> [STATED EXERCISE]:
Format the data below as a Markdown table with one row per line, skipping blank lines, using a Row column for the line number and a Text column for the line itself. Leave any pictures out of the table.

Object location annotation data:
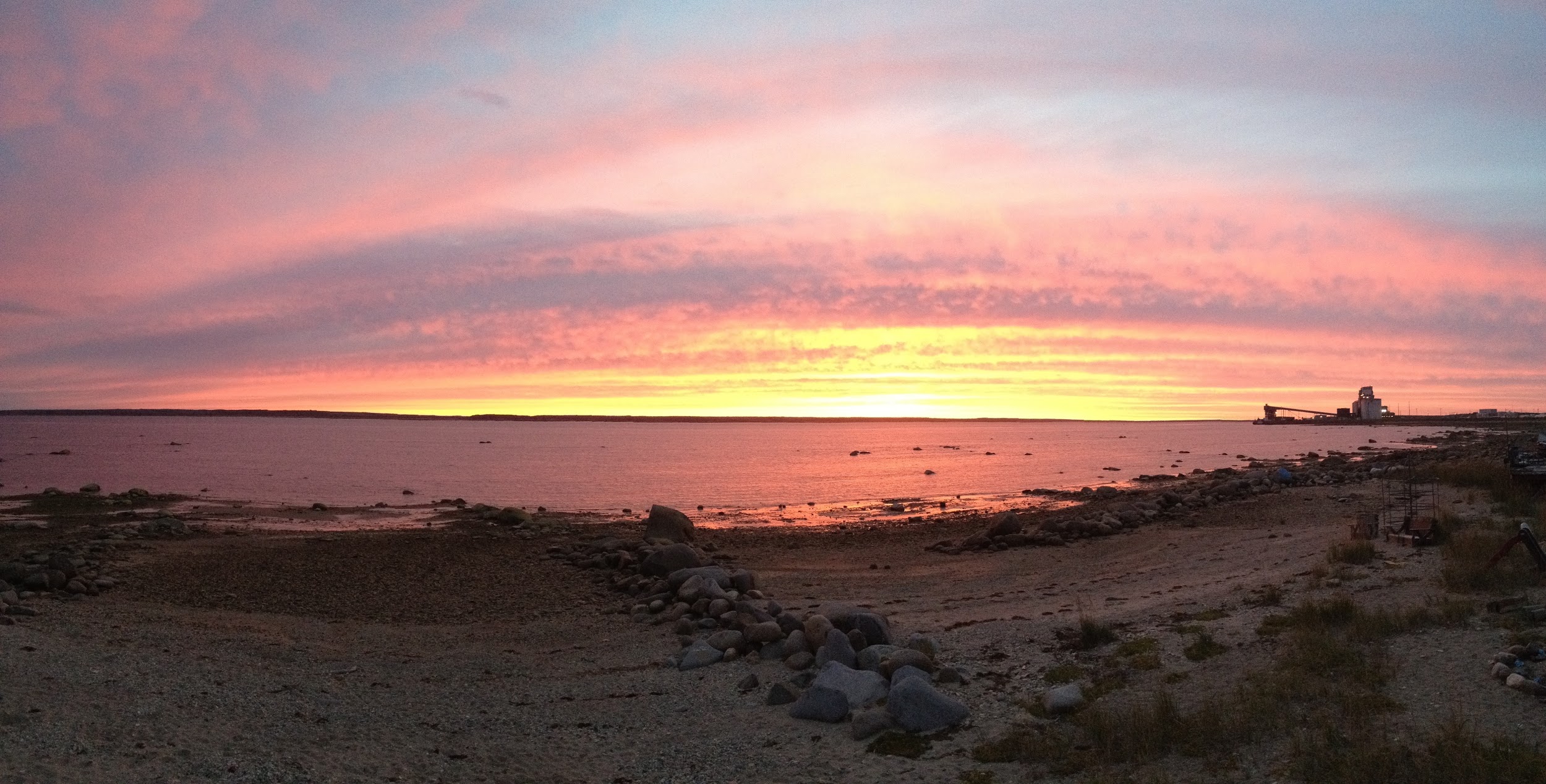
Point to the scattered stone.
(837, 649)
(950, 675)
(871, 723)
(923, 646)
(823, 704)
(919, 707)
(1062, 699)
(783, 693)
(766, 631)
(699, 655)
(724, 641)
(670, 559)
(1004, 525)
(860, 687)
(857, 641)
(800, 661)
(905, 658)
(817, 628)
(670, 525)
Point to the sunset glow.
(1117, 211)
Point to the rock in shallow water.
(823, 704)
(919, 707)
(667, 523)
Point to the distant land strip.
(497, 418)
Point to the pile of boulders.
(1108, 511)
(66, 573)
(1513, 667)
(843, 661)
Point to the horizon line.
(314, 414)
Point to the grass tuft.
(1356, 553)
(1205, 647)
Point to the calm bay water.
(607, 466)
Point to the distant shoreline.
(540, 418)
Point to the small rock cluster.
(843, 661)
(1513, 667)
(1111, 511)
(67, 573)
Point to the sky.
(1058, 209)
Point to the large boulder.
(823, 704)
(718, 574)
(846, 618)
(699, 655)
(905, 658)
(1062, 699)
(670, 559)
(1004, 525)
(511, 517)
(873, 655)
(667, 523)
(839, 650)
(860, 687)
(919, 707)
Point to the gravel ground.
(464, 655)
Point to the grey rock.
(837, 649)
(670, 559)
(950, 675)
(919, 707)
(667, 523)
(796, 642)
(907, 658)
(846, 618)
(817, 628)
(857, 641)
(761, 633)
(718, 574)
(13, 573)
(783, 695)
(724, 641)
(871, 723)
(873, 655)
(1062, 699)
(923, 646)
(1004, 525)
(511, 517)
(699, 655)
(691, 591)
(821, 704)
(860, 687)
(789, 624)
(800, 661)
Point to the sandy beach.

> [OUTPUT OF THE EXERCISE]:
| Row | Text |
|---|---|
| 1 | Point to the scattered stone. |
| 2 | (837, 649) |
| 3 | (950, 675) |
| 4 | (871, 723) |
| 5 | (923, 646) |
| 6 | (823, 704) |
| 7 | (919, 707) |
| 8 | (1062, 699) |
| 9 | (783, 693) |
| 10 | (766, 631) |
| 11 | (699, 655) |
| 12 | (724, 641) |
| 13 | (670, 559) |
| 14 | (1004, 525) |
| 15 | (860, 687) |
| 16 | (857, 641) |
| 17 | (800, 661) |
| 18 | (905, 658) |
| 19 | (817, 628) |
| 20 | (670, 525) |
| 21 | Point to the sunset glow. |
| 22 | (1117, 211) |
| 23 | Point to the rock in shallow water. |
| 24 | (823, 704) |
| 25 | (919, 707) |
| 26 | (667, 523) |
| 27 | Point to the distant land strip. |
| 28 | (497, 418) |
| 29 | Point to the pile of boulders. |
| 30 | (1108, 511) |
| 31 | (66, 573) |
| 32 | (1513, 667) |
| 33 | (843, 661) |
| 34 | Point to the horizon line. |
| 35 | (314, 414) |
| 36 | Point to the grass tuft. |
| 37 | (1356, 553) |
| 38 | (1205, 647) |
| 39 | Point to the calm bay water. |
| 40 | (607, 466) |
| 41 | Point to the distant shoreline. |
| 42 | (540, 418) |
| 43 | Point to the small rock cluster. |
| 44 | (843, 661) |
| 45 | (1513, 667) |
| 46 | (1111, 511) |
| 47 | (67, 573) |
| 48 | Point to the sky. |
| 49 | (1058, 209) |
| 50 | Point to the large boulder. |
| 51 | (823, 704) |
| 52 | (718, 574) |
| 53 | (846, 618) |
| 54 | (699, 655) |
| 55 | (905, 658) |
| 56 | (1062, 699) |
| 57 | (670, 559) |
| 58 | (1004, 525) |
| 59 | (511, 517) |
| 60 | (873, 655) |
| 61 | (667, 523) |
| 62 | (839, 650) |
| 63 | (860, 687) |
| 64 | (919, 707) |
| 65 | Point to the gravel ground. |
| 66 | (464, 655) |
| 67 | Point to the grey rock. |
| 68 | (837, 649) |
| 69 | (670, 559) |
| 70 | (950, 675) |
| 71 | (919, 707) |
| 72 | (667, 523) |
| 73 | (796, 642) |
| 74 | (907, 658) |
| 75 | (846, 618) |
| 76 | (817, 628) |
| 77 | (857, 641) |
| 78 | (761, 633) |
| 79 | (718, 574) |
| 80 | (13, 573) |
| 81 | (783, 695) |
| 82 | (724, 641) |
| 83 | (871, 723) |
| 84 | (873, 655) |
| 85 | (1062, 699) |
| 86 | (923, 646) |
| 87 | (1004, 525) |
| 88 | (511, 517) |
| 89 | (699, 655) |
| 90 | (691, 591) |
| 91 | (821, 704) |
| 92 | (860, 687) |
| 93 | (789, 624) |
| 94 | (800, 661) |
| 95 | Point to the sandy beach. |